EXERCISE :: Whenever a line in the data holds the string "shrub", pull that line out.

DATA IN THIS EXERCISE ::

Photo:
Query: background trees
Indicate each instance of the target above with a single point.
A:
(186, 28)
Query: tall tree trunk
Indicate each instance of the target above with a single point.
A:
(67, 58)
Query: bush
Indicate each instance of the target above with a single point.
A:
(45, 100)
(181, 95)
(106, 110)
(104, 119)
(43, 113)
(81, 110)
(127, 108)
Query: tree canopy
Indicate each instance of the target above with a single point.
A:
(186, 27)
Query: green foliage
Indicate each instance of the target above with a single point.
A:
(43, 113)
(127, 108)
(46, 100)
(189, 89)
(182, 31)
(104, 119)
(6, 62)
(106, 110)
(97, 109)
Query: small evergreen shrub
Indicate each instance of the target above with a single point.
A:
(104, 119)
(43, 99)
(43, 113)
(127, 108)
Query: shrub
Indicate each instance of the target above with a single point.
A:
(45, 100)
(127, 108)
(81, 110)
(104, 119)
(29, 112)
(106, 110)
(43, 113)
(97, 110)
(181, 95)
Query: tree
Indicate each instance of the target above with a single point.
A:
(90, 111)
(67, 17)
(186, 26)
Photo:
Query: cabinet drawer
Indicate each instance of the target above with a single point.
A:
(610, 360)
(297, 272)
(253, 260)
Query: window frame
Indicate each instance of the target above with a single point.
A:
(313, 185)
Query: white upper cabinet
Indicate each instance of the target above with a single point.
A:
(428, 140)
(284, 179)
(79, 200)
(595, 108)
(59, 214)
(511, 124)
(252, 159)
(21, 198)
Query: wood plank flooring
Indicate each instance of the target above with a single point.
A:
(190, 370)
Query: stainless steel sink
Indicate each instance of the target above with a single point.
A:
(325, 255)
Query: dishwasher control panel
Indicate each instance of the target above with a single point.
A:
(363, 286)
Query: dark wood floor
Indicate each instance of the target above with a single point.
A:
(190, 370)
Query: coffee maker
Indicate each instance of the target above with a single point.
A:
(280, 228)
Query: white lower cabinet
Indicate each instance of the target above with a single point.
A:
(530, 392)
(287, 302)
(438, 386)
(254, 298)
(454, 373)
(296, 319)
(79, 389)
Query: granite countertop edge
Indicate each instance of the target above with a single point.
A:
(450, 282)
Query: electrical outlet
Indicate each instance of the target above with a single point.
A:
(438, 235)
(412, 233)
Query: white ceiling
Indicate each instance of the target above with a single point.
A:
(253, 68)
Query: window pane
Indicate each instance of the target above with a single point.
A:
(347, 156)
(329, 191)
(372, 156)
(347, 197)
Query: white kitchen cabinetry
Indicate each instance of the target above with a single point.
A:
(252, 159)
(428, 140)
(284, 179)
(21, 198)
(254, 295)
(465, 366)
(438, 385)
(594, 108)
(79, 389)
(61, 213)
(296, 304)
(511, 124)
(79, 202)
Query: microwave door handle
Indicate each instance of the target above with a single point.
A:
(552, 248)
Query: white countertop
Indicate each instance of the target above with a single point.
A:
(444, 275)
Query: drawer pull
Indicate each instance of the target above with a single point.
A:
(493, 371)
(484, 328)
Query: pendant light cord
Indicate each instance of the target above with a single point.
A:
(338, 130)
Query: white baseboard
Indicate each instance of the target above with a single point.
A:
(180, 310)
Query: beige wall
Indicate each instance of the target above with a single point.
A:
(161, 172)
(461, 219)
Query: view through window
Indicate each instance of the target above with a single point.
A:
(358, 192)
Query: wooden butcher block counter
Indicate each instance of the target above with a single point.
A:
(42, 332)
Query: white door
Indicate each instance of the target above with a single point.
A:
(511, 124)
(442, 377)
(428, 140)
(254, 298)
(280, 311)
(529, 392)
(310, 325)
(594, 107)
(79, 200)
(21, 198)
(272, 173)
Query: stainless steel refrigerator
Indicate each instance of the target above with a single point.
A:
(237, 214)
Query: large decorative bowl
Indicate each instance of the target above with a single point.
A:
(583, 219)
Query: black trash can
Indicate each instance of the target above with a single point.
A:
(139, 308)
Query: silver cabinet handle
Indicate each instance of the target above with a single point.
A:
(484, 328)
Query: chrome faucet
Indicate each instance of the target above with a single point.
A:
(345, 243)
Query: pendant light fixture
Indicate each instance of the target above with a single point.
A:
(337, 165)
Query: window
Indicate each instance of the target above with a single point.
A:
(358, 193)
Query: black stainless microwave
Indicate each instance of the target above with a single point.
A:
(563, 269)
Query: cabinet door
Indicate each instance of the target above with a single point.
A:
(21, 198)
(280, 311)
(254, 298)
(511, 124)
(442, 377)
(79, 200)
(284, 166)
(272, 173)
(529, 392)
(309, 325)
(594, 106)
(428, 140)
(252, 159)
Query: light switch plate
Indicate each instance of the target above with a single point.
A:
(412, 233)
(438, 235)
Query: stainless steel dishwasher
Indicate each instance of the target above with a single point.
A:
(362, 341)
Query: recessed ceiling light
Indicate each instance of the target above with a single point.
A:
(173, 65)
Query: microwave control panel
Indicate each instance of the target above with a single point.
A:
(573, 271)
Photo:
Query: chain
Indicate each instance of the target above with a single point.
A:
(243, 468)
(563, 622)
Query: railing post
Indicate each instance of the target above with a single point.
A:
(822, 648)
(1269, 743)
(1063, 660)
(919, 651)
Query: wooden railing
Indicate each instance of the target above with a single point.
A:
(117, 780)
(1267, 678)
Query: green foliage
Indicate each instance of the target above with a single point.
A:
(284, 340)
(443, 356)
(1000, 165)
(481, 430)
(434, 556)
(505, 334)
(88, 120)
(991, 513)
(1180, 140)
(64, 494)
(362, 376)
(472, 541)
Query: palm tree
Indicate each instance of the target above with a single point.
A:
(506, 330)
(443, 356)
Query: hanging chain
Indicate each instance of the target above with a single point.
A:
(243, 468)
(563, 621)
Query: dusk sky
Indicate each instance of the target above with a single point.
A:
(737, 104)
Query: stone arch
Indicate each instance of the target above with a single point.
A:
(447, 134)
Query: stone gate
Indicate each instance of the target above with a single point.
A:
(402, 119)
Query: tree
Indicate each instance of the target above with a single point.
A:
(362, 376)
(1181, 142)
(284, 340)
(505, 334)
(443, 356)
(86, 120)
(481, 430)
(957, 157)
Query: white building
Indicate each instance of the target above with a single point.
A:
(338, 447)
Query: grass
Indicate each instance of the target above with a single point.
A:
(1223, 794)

THE COMPLETED TASK ::
Query: small evergreen shrub
Query: shrub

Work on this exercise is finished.